Work item: In the passage on strengthening US–Australia alliance cooperation, where and when was the Military Satellite Communications Partnership Statement of Principles signed?

*** Source passage Section Begins ***

IV. Strengthening alliance cooperation
The US–Australia alliance is a strategic anchor for peace and stability in the Asia–Pacific and beyond. On the 60th anniversary of the signing of the ANZUS Treaty, we approve of measures designed to further strengthen alliance cooperation, interoperability, and capabilities. We affirm the ANZUS Treaty and our shared commitment to advance peace, security, and prosperity. We are concerned by evolving threats in the sea, space, and cyberspace, and non-traditional security challenges, and have decided to:
- Increase coordination and consultation on the evolving strategic environment in the Asia–Pacific, to ensure that the alliance adapts to address challenges as they arise.
- We endeavor to expand our close cooperation on space situational awareness and the development of transparency and confidence-building measures.
- We support the efforts to develop a US–Australia Combined Communications Partnership, building on the Military Satellite Communications Partnership Statement of Principles signed at AUSMIN in 2008.
As a further reflection of our alliance’s continuing ability to adapt in the face of changing circumstances, we have decided to:
- Address the growing cyber threats facing our two nations and the wider international community.
- Endorse a joint statement, reflecting and enhancing the close collaboration between our two nations on cyber issues.

*** Source passage Section Ends ***
*** Data excerpts Section Begins ***

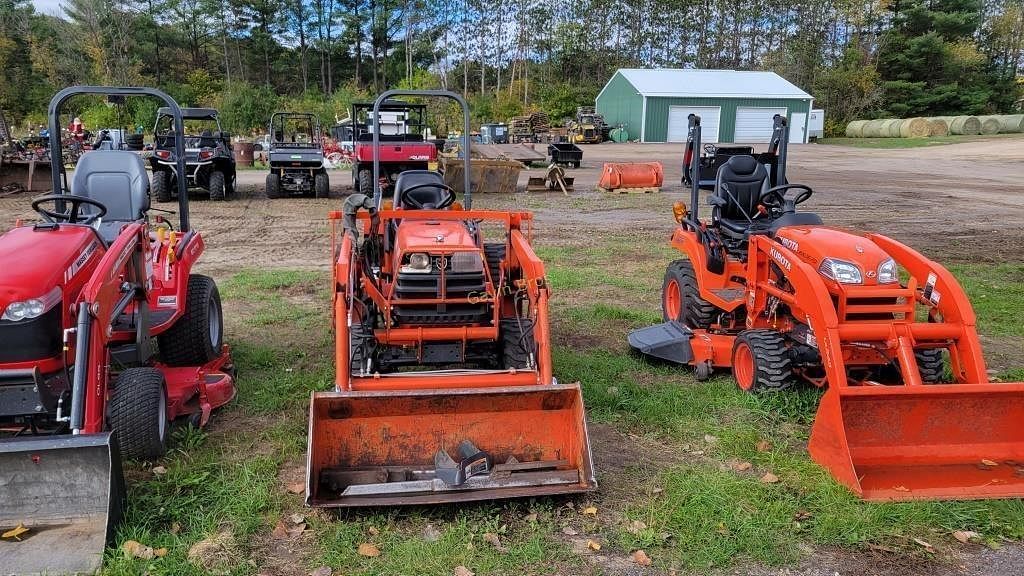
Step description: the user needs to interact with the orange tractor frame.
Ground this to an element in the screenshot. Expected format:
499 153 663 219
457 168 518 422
306 90 596 507
629 116 1024 500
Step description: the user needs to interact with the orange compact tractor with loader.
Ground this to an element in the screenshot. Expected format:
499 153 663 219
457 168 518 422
629 116 1024 500
0 87 234 574
306 90 596 507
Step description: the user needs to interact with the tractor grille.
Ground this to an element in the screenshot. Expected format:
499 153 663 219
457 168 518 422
392 268 490 325
0 305 61 362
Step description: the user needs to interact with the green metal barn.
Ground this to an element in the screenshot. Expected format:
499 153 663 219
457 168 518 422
596 68 814 143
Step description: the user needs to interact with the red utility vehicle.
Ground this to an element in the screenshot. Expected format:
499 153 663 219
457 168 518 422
351 99 437 196
0 87 236 574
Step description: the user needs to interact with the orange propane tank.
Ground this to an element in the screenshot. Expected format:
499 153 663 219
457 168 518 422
597 162 665 190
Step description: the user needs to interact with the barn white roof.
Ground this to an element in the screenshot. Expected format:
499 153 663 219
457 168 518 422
598 68 811 99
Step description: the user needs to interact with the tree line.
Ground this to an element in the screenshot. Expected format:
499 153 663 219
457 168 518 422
0 0 1024 131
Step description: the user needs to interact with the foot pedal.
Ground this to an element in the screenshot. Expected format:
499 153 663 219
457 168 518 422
434 440 492 486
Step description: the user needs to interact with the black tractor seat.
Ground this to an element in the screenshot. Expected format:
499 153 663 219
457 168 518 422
71 150 150 244
394 170 449 209
712 155 769 236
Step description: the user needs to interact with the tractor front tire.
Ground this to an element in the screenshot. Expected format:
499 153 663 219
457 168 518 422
356 170 374 198
313 172 331 198
732 330 794 392
266 173 281 200
210 170 227 200
106 367 169 460
500 318 537 369
662 259 717 329
158 274 224 366
153 170 172 202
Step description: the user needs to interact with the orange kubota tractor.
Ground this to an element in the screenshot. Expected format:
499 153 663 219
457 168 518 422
629 115 1024 500
306 90 596 507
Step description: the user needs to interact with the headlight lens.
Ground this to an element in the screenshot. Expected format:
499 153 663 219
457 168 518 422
401 252 430 274
879 258 899 284
0 287 60 322
818 258 864 284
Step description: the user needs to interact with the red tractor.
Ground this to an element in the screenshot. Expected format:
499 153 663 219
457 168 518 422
351 99 437 196
629 115 1024 500
0 87 236 574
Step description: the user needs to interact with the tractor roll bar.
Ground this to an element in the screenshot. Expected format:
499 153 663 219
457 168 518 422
372 90 473 210
47 86 188 233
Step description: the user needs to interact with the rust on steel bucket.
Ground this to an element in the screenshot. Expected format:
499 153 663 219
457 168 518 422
810 382 1024 500
306 384 597 507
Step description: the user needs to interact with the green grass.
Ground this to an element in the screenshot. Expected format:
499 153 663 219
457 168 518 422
103 264 1024 576
949 263 1024 336
816 134 1024 149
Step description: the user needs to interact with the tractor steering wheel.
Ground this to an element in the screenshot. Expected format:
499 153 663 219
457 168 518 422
32 194 106 224
758 184 814 213
398 182 459 210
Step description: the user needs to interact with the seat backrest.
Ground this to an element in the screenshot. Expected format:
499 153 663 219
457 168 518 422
71 150 150 222
715 156 768 220
394 170 447 208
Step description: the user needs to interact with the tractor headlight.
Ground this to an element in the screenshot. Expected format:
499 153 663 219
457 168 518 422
879 258 899 284
818 258 864 284
0 287 60 322
401 252 430 274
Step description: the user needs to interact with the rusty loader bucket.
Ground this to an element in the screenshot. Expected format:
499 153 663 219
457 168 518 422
0 434 124 575
306 384 597 507
810 382 1024 500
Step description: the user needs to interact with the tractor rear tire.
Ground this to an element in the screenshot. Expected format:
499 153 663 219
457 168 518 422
266 173 281 200
106 367 169 460
153 170 172 202
210 170 227 200
483 242 508 288
913 348 946 384
500 318 537 369
732 330 795 393
158 274 224 366
356 170 374 198
662 259 718 329
313 172 331 198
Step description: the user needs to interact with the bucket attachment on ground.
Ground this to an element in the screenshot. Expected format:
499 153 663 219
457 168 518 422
597 162 665 194
0 434 124 575
306 384 597 507
810 382 1024 500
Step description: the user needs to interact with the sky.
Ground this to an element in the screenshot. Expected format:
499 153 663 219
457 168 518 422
32 0 62 15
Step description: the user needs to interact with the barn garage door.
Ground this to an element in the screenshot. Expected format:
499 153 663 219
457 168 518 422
668 106 722 142
733 108 786 142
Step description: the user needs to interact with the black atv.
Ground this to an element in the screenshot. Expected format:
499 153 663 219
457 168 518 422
150 108 236 202
266 112 331 198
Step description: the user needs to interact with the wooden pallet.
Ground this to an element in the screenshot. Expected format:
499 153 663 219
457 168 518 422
597 186 662 194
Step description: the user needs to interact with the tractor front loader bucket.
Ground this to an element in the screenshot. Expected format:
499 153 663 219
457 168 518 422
0 434 124 575
809 382 1024 501
306 384 597 507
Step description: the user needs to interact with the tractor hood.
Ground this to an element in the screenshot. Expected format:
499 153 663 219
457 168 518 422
775 227 890 286
0 224 104 310
395 218 478 253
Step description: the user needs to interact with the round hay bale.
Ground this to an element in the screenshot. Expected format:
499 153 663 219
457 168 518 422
978 116 1002 135
994 114 1024 133
928 118 949 136
846 120 867 138
899 118 932 138
883 118 903 138
949 116 981 136
863 120 888 138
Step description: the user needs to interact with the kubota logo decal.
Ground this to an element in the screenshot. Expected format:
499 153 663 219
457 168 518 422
768 248 793 272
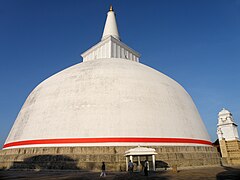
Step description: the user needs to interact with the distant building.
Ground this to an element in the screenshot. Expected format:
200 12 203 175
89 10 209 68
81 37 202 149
217 108 240 165
0 5 219 170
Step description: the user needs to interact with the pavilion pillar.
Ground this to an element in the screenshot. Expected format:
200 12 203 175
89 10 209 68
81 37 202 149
152 154 156 171
138 156 141 172
126 156 128 171
130 155 133 163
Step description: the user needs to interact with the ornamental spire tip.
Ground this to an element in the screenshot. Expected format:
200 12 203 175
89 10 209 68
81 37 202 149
109 5 113 11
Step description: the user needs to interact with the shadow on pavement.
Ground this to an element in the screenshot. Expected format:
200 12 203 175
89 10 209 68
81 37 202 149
10 155 79 171
216 166 240 180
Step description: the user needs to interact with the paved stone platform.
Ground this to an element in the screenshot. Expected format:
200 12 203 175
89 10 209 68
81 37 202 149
0 166 240 180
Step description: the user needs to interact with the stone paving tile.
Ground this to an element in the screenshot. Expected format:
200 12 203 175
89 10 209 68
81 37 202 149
0 166 240 180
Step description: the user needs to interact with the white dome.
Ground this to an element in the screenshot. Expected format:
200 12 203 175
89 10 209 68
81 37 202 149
4 58 210 148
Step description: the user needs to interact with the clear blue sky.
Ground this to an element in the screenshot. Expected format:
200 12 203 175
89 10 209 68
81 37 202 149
0 0 240 145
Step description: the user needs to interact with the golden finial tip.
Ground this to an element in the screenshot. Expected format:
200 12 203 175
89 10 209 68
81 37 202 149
109 5 113 11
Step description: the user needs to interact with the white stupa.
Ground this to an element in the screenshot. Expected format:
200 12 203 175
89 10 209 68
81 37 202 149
3 5 211 149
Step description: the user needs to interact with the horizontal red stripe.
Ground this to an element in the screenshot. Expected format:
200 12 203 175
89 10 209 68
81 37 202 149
3 138 212 148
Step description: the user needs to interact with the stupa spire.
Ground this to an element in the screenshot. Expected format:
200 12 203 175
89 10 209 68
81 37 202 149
102 5 120 40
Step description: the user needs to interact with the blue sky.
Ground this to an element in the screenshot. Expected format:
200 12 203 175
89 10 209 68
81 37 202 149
0 0 240 145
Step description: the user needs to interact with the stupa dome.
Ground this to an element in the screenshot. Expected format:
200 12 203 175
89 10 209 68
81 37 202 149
3 58 209 146
4 5 211 148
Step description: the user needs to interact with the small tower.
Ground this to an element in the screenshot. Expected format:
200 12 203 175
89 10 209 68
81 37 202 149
217 108 240 165
217 108 239 141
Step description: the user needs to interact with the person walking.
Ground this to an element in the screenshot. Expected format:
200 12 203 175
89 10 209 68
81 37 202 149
128 160 133 173
100 162 106 177
144 160 148 176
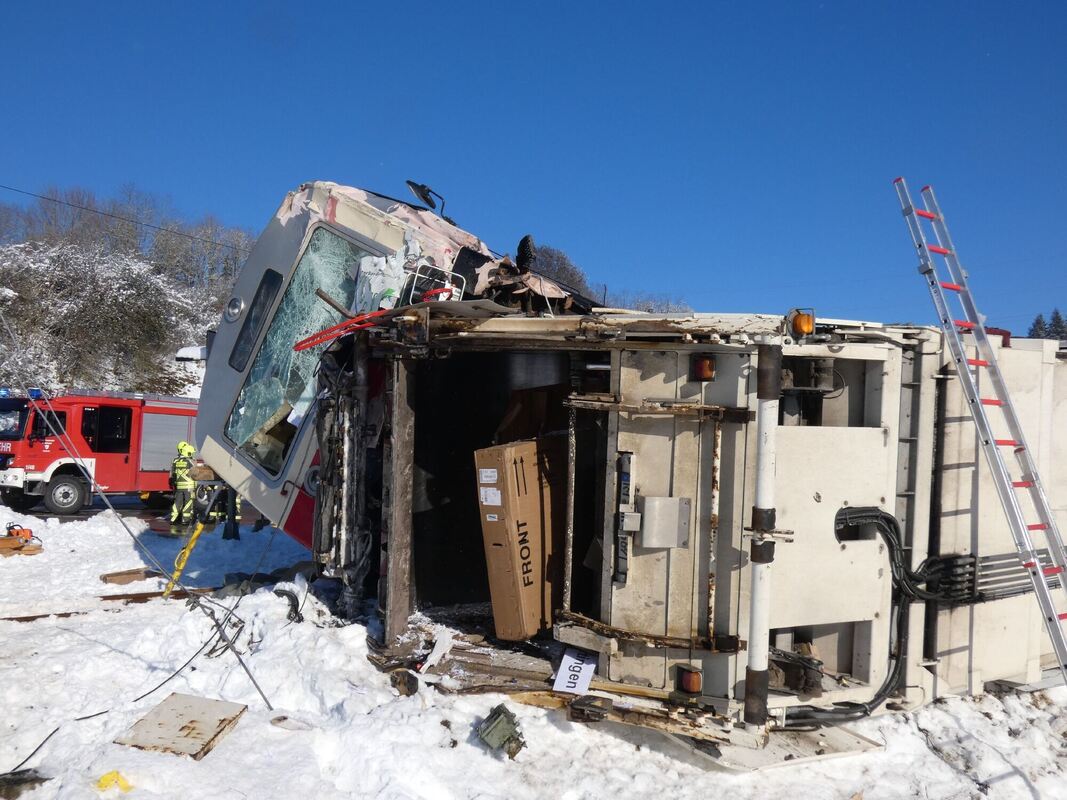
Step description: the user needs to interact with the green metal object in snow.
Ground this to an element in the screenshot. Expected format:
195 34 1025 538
478 703 526 758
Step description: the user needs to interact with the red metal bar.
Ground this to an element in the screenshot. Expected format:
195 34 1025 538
292 309 387 353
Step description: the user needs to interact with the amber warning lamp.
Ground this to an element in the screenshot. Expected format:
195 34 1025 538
786 308 815 339
689 353 715 383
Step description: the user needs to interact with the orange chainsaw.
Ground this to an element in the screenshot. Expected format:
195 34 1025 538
6 523 36 544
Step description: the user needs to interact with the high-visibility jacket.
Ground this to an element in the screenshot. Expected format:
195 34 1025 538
171 455 196 490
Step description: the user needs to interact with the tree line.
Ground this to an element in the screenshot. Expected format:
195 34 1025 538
0 185 691 394
1026 308 1067 341
0 186 254 394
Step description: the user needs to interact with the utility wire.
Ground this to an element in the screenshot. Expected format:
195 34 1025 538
0 313 274 710
0 183 249 253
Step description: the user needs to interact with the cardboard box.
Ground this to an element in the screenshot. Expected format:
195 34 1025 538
474 436 567 641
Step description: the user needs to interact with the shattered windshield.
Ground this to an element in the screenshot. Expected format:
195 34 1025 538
0 400 27 439
226 227 370 475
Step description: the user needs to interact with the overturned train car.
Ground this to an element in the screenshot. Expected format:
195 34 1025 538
197 183 1067 745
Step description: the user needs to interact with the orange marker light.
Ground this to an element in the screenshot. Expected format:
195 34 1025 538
689 355 715 381
793 311 815 336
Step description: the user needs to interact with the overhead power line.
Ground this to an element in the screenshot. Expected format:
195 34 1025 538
0 183 249 253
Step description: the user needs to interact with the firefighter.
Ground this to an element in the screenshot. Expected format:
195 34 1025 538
171 442 196 531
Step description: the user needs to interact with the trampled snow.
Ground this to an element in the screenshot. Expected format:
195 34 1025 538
0 508 1067 800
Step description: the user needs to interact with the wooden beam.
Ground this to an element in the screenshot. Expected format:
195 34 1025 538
382 358 415 647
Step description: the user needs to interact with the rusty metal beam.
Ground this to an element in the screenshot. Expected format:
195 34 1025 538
382 359 415 646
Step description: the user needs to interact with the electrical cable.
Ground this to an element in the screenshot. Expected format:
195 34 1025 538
0 183 251 253
784 508 949 729
0 309 277 770
2 528 283 772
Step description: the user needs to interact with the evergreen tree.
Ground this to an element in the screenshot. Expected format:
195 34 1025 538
1026 314 1049 339
1049 308 1067 341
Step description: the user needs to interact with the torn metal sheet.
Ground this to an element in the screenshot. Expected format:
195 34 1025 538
115 692 248 761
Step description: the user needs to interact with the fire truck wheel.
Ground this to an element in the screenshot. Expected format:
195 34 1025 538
0 489 41 511
45 475 86 514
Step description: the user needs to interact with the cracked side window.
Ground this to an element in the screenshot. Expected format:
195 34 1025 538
226 227 371 475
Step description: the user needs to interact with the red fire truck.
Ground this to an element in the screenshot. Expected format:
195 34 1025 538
0 389 196 514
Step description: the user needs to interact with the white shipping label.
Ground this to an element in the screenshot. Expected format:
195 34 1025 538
552 647 596 694
478 486 503 506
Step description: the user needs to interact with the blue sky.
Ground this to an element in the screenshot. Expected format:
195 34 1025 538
0 1 1067 329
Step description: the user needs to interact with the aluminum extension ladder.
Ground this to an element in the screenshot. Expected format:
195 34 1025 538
893 178 1067 683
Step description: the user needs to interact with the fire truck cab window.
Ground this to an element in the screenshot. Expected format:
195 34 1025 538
81 405 133 452
226 227 375 475
0 400 27 439
31 411 66 438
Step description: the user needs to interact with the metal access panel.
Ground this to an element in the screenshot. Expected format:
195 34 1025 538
601 346 754 697
140 411 196 473
637 497 692 548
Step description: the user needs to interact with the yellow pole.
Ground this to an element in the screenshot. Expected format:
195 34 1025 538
163 523 204 597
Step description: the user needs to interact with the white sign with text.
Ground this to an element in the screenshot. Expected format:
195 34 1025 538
552 647 596 694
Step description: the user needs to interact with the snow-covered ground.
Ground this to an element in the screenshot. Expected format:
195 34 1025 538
0 508 1067 800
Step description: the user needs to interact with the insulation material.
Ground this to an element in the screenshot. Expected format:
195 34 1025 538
329 183 490 270
353 231 423 311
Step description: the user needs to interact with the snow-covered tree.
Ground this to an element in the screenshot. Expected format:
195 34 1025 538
0 242 213 394
1048 308 1067 341
1026 314 1049 339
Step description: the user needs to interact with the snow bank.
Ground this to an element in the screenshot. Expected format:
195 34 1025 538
0 509 1067 800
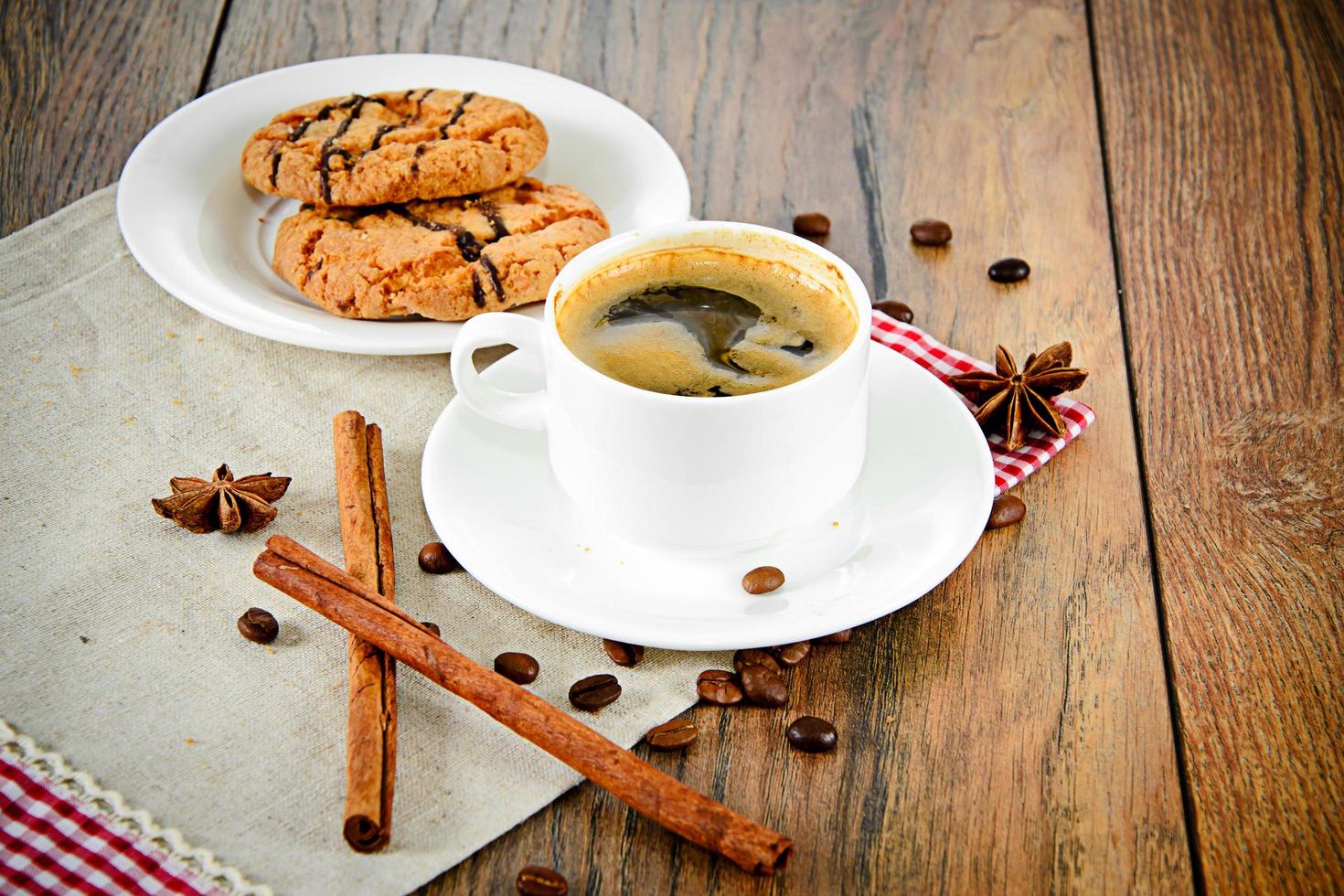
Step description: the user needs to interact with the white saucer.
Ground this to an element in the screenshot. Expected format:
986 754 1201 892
117 55 691 355
421 344 995 650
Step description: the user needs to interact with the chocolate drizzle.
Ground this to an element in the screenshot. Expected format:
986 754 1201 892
449 224 485 262
318 94 381 206
389 206 485 262
481 252 506 303
475 198 508 240
472 267 485 307
270 92 387 196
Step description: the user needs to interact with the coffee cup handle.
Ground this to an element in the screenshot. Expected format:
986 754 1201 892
449 312 546 430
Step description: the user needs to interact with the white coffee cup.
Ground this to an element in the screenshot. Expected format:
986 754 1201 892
452 221 871 550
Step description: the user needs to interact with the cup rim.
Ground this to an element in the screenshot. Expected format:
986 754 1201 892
543 219 872 407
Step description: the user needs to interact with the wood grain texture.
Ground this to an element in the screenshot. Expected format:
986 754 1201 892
0 0 222 234
211 0 1192 895
1094 0 1344 892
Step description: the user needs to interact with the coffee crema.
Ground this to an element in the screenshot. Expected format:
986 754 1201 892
555 249 858 396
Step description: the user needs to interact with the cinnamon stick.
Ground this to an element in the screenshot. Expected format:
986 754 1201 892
332 411 397 853
252 535 793 874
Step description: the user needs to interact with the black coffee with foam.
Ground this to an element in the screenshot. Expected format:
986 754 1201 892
557 249 856 396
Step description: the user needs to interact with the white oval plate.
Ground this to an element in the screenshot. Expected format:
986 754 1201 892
421 346 995 650
117 54 691 355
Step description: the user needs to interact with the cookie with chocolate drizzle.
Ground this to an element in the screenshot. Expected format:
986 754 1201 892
272 177 610 321
242 88 547 206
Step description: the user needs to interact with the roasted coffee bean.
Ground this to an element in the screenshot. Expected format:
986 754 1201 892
603 638 644 669
741 567 784 593
910 218 952 246
989 258 1030 283
787 716 838 752
495 650 541 685
420 541 457 575
872 298 915 324
732 647 784 673
695 669 743 707
238 607 280 644
644 719 700 750
741 667 789 707
770 641 812 669
570 673 621 712
986 495 1027 529
793 211 830 237
515 865 570 896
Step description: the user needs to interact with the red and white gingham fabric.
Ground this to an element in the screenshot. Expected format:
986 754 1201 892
0 752 223 895
872 310 1097 496
0 312 1097 895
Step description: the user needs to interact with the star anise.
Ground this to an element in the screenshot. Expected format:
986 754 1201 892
151 464 289 533
947 343 1087 452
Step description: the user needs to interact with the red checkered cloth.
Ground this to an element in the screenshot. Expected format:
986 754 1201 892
0 312 1097 895
0 752 223 895
872 310 1097 496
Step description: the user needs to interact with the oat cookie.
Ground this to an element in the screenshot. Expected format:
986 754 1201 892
243 88 546 206
274 177 610 321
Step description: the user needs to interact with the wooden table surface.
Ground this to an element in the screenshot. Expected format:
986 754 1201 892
0 0 1344 893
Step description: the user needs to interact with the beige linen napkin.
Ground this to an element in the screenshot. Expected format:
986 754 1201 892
0 188 723 893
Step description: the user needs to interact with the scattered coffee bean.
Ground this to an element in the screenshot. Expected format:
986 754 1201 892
732 647 784 675
989 258 1030 283
238 607 280 644
495 650 541 685
603 638 644 669
986 495 1027 529
570 673 621 712
741 667 789 707
787 716 838 752
872 298 915 324
420 541 457 575
644 719 700 750
793 211 830 237
515 865 570 896
770 641 812 669
695 669 741 707
910 218 952 246
741 567 784 593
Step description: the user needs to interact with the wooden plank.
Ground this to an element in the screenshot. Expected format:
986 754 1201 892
0 0 222 234
1095 0 1344 892
211 0 1190 893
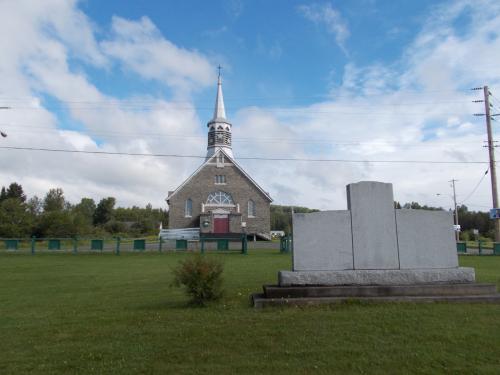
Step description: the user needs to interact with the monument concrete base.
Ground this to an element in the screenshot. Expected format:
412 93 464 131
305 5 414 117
278 267 475 286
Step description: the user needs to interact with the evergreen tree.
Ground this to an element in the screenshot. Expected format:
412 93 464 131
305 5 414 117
94 197 116 225
43 188 66 212
5 182 26 203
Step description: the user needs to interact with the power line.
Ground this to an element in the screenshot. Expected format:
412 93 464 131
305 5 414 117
0 124 492 148
460 169 489 204
0 146 488 164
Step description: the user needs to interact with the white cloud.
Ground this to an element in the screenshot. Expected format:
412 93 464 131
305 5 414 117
235 1 500 210
298 3 350 52
101 16 214 91
0 0 500 214
0 0 214 207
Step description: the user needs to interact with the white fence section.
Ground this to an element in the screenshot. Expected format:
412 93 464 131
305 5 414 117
158 228 200 240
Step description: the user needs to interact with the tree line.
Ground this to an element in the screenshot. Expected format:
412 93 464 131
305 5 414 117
0 182 494 240
0 182 168 238
394 202 495 241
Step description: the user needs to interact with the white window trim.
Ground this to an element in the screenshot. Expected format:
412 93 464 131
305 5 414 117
184 198 193 217
247 199 257 218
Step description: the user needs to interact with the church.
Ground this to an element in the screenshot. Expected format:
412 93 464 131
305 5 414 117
166 72 272 240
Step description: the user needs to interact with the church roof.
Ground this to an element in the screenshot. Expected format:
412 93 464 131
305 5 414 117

*** Data excerpts Section Ends ***

Answer space: At AUSMIN in 2008.